Material shown:
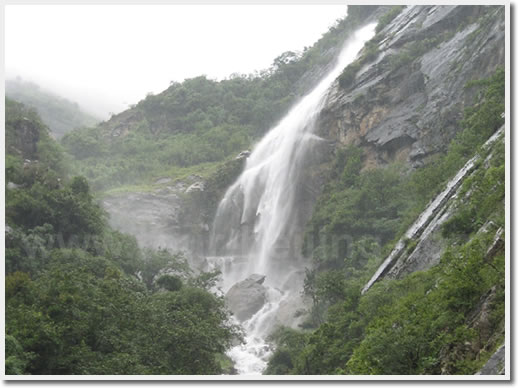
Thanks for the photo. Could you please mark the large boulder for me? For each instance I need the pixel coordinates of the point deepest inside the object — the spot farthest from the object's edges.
(247, 297)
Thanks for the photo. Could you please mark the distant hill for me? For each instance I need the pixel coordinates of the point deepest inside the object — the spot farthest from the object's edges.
(61, 115)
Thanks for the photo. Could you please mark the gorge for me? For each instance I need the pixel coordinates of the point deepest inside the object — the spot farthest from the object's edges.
(345, 208)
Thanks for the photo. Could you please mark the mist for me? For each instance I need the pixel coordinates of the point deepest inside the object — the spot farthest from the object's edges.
(108, 57)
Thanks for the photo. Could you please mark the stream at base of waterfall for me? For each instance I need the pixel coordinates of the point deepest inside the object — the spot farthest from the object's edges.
(254, 228)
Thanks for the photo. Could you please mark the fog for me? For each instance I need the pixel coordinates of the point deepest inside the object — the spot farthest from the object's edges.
(107, 57)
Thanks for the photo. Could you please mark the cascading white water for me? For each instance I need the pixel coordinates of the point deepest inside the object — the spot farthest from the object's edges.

Your goal: Please print every record above exactly, but leave the pictures out.

Expected output:
Thanks for the photo. Could you please mark the large boulder for me? For each instance I need the pixel coordinates of the point deepest inside the object — the spot farthest from the object's edges.
(247, 297)
Thanks for the photo. Could you please mark the distant hill for me? For each instance I need the pixel coordinates of the point deepest inside the object — the spot farthest from the object's edges.
(61, 115)
Thanks for the photo. Could you please mark the gorge for me? For each instance I need the pixel coordinates of the point deepest inside the object — the spot farthest from the object's edges.
(345, 208)
Thanks for the photo. Could you please mark the mist for me? For each instance I need the pixel coordinates of the point deepest inside the object — the spot farthest from the object's edges.
(108, 57)
Thanks for the photo. Could you please mark the stream at base of waterfall for me? For each instance I need the pixel coordinates of the point deepest inside the object — the spot farthest from the object's edges.
(254, 228)
Thanks for the photo. Could you please mark the fog for me? For each instance I need the pixel coordinates of the point deepest inside the object — the spot farthest from the object's edges.
(107, 57)
Thanks for the photo. Could you please mark the cascading white water for me? For each instance I need the pixel coordinates of the point deepest inside the object — the spot farthest from the object's edges.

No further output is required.